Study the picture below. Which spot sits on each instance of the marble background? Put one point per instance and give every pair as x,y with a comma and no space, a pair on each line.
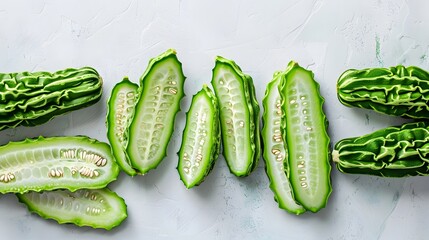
119,37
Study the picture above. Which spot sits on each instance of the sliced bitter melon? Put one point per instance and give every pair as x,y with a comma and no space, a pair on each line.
201,139
161,89
304,129
96,208
239,116
56,163
275,150
119,115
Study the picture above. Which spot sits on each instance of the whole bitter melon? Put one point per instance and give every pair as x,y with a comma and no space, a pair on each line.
400,91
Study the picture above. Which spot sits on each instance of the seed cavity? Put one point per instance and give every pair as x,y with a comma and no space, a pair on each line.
88,172
56,173
7,177
83,155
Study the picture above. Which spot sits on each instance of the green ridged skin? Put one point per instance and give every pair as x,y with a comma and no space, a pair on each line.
160,93
304,130
400,91
119,115
398,151
274,151
96,208
56,163
34,98
239,116
201,139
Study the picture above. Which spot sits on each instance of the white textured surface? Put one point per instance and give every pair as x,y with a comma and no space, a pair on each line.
119,37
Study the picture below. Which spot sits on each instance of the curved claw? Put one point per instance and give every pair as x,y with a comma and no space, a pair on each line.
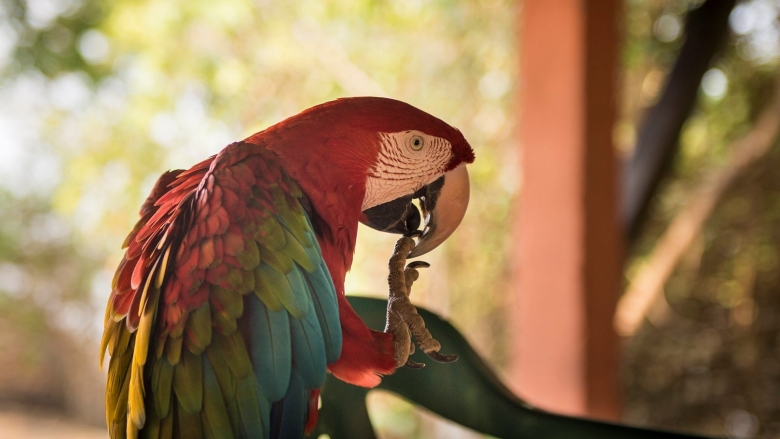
413,234
413,364
418,264
441,358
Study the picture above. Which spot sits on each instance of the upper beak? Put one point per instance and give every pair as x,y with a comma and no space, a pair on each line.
443,204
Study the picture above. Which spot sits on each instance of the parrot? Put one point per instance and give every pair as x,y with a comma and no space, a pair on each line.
228,308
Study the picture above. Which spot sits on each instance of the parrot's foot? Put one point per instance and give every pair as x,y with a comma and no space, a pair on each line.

EXERCISE DIRECTIONS
Repeat the full listing above without altering a word, and skip the pictures.

REPLY
Study the picture below. Which spot sits on each instance of the marble background? Put one point per instance and give every pair as x,y with a comma and no space, a pair on each line.
119,37
Study the picture above. Which spot sits on each instance of the sliced bitter melon? Put one point per instance and give every pair as x,y with a comma and no space, a pair on each line.
201,139
161,89
304,129
96,208
239,116
56,163
275,150
119,115
Study the picture above. Which spot sits on each instance of the whole bitter melon? Put one point per instance and give every pair as x,y with a comma and no space, a pair on each line.
400,91
Study the picture above. Which spot sits on each instance of the seed cavity? Put one point per instance and give every pair as x,y with a comma and no space, a pair on each line.
88,172
56,173
7,177
83,155
Study the picture above. Which spot sits on each instance of the green ridged skin? Put one point per instance and give every pair as x,y with a comma and no space, a pair on each line.
160,93
304,130
400,91
119,115
398,151
274,151
96,208
56,163
34,98
239,116
201,139
Study the picture above. Which spot sits on each instance of the white textured surface? Put one point per instance and give every pair as x,y with a comma and no space, a pair on each line.
119,37
Study the picture below. Which spot sits on each instance of the curved claw? Put one point per instance and give every pair as x,y with a comma and no space, a pair on each line.
413,234
413,364
418,264
441,358
Study the picture above. Which spot sits on each instance of the upper beak? Put one point per instance and give every pair as x,y with a comma and no space, a pair on each line.
443,204
Study the picture above. Which spot sits on each instance of the parrot? Put one point per instance and give every pair as x,y with a comma and no space, a pair on each line.
228,308
Study the picture above. Which spot sits on each instance of the parrot's foot? Put one point per instance and give every pair as x,y with a comma and no space, a pair on each line.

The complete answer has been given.